(Extract)
What they learnt: Manu Choudhary, CDC Printers

The road to excellence begins from ground zero. Thus, every week the CDC team goes through the internal rejection process, understands the causes and takes the appropriate actions.

06 Jan 2016 | By Priya Raju

 
The way we communicate is constantly changing. Print was ‘once upon a time’ the dominant mode of communication. Today it no longer is. Hence we have to constantly adapt, as technology is growing at an exponential rate.
 
Print is not going to die, I am sure it will not. But I am not so sure about conventional print. In 2015, we invested in a number of machines which are conventional machines. We invested in them based on the current requirement. My fear is: will these conventional machines have any sustainable future 3-4 years from now?
 
At CDC, we have been known as a quality print firm. We were always confident of our quality. Until one day. 
 
We were to print a plain single-colour book of around 500 pages. Under normal circumstances, we would not have gone ahead with the job because it had no value-addition. But being a job of one of our regular clients, we undertook it. The pages were printed, folded, sewn, bound, packed and dispatched without any glitches.
 
After a week, the client called that they found two books with strange errors. In one of the book there were a few blank pages, and in the other, the page numbering were not in order. Like most printers our response was that we would replace them and they would be the only ones having such defects. The customer asked us to pick up all the books and have them thoroughly checked.

(Set problem 1) In the article, what defects did the client find in the two books?
(Set problem 2) Please reproduce the stretch of the article from "The road to" through "the appropriate actions.".

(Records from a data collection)
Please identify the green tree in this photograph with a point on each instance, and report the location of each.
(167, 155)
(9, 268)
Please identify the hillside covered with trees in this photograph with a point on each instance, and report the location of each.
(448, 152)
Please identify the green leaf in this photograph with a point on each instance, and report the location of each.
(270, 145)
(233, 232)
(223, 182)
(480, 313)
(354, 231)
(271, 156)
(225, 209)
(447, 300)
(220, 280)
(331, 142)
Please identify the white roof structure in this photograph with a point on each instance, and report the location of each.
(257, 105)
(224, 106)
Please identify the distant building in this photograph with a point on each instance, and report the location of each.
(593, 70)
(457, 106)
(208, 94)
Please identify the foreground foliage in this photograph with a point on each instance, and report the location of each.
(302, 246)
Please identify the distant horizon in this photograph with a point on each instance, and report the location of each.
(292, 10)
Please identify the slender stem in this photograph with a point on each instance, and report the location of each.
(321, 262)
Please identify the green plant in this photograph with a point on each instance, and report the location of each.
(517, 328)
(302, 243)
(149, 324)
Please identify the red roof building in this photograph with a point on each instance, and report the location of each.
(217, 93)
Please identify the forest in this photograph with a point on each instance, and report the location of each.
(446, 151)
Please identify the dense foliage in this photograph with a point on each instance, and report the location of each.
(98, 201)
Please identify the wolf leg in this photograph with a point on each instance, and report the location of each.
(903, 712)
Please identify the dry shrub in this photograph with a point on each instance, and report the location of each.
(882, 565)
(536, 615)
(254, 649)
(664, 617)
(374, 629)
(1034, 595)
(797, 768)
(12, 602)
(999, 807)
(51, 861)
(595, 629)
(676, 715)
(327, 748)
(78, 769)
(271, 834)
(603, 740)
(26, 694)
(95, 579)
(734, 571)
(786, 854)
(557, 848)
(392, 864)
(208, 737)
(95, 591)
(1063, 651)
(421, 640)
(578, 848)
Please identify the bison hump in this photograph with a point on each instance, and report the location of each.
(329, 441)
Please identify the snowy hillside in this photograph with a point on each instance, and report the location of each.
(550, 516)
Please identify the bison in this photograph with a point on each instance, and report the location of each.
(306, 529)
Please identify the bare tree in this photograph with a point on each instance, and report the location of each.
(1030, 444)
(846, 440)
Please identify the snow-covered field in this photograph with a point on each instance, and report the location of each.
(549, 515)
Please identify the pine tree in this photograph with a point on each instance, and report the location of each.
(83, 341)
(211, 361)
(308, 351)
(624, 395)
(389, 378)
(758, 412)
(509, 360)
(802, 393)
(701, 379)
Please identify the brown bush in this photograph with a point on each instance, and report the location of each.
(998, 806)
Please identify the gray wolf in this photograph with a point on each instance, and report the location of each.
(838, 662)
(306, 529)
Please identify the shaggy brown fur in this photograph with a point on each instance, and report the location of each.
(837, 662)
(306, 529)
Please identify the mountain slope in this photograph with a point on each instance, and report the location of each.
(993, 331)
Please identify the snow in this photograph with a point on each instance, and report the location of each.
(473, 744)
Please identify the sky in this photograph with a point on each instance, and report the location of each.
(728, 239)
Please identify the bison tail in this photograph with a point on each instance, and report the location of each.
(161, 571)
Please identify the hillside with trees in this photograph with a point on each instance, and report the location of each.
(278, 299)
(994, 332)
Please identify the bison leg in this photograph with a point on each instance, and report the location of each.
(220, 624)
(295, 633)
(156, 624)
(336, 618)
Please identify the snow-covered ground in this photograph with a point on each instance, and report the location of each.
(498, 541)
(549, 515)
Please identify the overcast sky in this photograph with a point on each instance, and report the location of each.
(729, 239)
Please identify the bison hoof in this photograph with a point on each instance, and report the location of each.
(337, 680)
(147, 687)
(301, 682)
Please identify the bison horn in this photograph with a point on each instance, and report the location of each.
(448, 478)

(Worked solution 1) One book had a few blank pages, and the other had page numbering that was out of order.

(Worked solution 2)
The road to excellence begins from ground zero. Thus, every week the CDC team goes through the internal rejection process, understands the causes and takes the appropriate actions.